§ INSTRUCTIONS FOR THE TASK: Only an exact copy of the records below will serve as the answer.

==*==

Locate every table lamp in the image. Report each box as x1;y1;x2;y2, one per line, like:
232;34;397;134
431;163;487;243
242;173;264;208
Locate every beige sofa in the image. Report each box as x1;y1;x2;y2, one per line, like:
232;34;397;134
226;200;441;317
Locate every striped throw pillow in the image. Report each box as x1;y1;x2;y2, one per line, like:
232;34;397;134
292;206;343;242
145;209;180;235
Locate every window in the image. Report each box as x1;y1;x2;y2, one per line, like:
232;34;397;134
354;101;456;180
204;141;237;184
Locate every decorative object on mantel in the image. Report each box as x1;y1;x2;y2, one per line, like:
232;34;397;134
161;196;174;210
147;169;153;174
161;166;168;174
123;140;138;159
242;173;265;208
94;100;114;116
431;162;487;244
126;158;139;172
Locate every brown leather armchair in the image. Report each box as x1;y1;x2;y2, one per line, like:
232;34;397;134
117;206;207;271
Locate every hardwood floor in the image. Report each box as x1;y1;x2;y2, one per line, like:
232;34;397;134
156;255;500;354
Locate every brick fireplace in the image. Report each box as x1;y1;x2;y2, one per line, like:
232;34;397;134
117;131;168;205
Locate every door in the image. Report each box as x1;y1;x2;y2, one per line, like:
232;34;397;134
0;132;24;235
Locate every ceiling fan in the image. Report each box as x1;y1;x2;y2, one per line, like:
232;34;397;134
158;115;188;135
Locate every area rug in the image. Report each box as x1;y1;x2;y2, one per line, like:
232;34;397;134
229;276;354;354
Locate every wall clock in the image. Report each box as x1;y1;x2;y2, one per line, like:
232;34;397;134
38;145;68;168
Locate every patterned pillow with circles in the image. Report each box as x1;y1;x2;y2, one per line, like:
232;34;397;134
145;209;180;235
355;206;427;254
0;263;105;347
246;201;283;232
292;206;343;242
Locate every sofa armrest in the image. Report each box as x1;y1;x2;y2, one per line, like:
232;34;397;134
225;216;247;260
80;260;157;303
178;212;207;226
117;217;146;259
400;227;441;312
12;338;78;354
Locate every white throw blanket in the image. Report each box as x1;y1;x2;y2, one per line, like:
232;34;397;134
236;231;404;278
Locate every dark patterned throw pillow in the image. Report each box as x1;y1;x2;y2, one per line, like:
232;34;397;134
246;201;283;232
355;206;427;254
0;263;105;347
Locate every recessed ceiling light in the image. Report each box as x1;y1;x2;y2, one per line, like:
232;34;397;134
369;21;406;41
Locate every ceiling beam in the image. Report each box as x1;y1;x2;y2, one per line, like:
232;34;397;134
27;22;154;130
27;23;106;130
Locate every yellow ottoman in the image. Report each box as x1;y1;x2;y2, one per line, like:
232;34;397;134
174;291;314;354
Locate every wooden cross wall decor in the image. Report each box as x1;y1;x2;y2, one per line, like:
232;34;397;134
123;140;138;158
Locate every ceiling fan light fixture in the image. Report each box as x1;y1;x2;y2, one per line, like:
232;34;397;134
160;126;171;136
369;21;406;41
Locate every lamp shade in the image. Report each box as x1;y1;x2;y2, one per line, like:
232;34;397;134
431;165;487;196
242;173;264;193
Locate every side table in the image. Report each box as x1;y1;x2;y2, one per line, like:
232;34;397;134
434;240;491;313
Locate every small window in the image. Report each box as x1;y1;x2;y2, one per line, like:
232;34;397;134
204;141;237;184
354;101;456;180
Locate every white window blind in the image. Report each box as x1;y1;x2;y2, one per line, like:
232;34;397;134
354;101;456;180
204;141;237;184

==*==

§ OUTPUT FOR THIS TASK:
Locate every table lamp in the image. Report each box as x1;y1;x2;y2, one per line, like:
232;34;397;134
431;163;487;243
242;173;264;208
Locate every beige sofa in the image. Report each box as x1;y1;x2;y2, one per line, like:
232;34;397;134
226;200;441;317
Locate every striped throw pillow in the image. Report each box as x1;y1;x2;y2, one per line, like:
232;34;397;134
292;206;343;242
145;209;180;235
Locate every window in the image. Report each box as x1;y1;x2;y2, one per line, like:
232;34;397;134
354;101;456;180
204;141;237;184
Locate every decorative object on mantel in the image. Report each box as x1;y1;x2;y2, one per line, like:
232;34;397;134
161;196;174;210
147;169;153;174
161;166;168;174
123;140;138;159
242;173;265;208
94;100;114;116
431;162;487;244
126;158;139;172
Locate every brown leather armchair in the image. Report each box as x1;y1;x2;y2, one per line, like:
232;34;397;134
117;206;207;271
Locate every hardwood floor in the image. Report each box as x1;y1;x2;y2, one per line, like:
232;34;397;134
156;255;500;354
Locate every brick fireplace in the image. Report each box as x1;y1;x2;y2, one per line, like:
232;34;397;134
117;131;168;205
Locate every door in the image. Report each box as x1;y1;x2;y2, one per line, like:
232;34;397;134
0;132;24;235
Locate every ceiling fan in the image. Report each box as x1;y1;x2;y2, one per line, like:
232;34;397;134
158;115;188;135
Locate every area rug in the image. Report each box as x1;y1;x2;y2, one per line, like:
232;34;397;134
229;276;354;354
Locate every wall clock in the image. Report each box as x1;y1;x2;y2, one per line, like:
232;34;397;134
38;145;68;168
Locate every patterned pillow with circles in the image. Report each box as x1;y1;x2;y2, one per line, like:
232;34;397;134
145;209;180;235
355;206;427;254
0;263;105;347
246;201;283;232
292;206;343;242
Locate every sofa armrest in the image. Report each box as x1;y1;x2;y2, one per line, like:
232;34;397;134
225;216;247;260
80;260;157;303
178;212;207;226
117;217;146;259
400;227;441;312
12;338;78;354
Locate every white throw blanket in the image. Report each box as x1;y1;x2;y2, one per line, like:
232;34;397;134
236;231;404;278
Locate every dark patterned throw pillow in the image. Report each box as x1;y1;x2;y2, one per line, like:
232;34;397;134
246;201;283;232
355;206;427;254
0;263;105;347
Locate every recessed ceiling light in the image. Report each box as x1;y1;x2;y2, one per line, like:
232;34;397;134
369;21;406;41
Locate every ceiling beam in the image. Report each box as x1;y1;x2;y2, one per line, like:
232;34;397;134
27;22;154;130
27;23;106;130
Locate every yellow ottoman in the image. Report each box as x1;y1;x2;y2, one per line, like:
232;34;397;134
174;291;314;354
Locate every wooden cross wall decor in the image. Report each box as x1;y1;x2;y2, one per line, like:
232;34;397;134
123;140;138;158
Locate every ceiling fan light fixture in the image. Report each box as x1;y1;x2;y2, one per line, like:
232;34;397;134
160;126;171;136
369;21;406;41
Locate every lamp shade in the image. Report each box as x1;y1;x2;y2, one per line, like:
232;34;397;134
431;165;487;196
242;173;264;193
Locate every side table in the image. Report each box as x1;y1;x2;y2, one per line, like:
232;34;397;134
434;240;491;313
Locate every small window in the image. Report each box as x1;y1;x2;y2, one per line, like:
232;34;397;134
204;141;237;184
354;101;456;180
Locate every white window blind in the image. Report each box as x1;y1;x2;y2, one per line, like:
232;34;397;134
354;101;456;180
204;141;237;184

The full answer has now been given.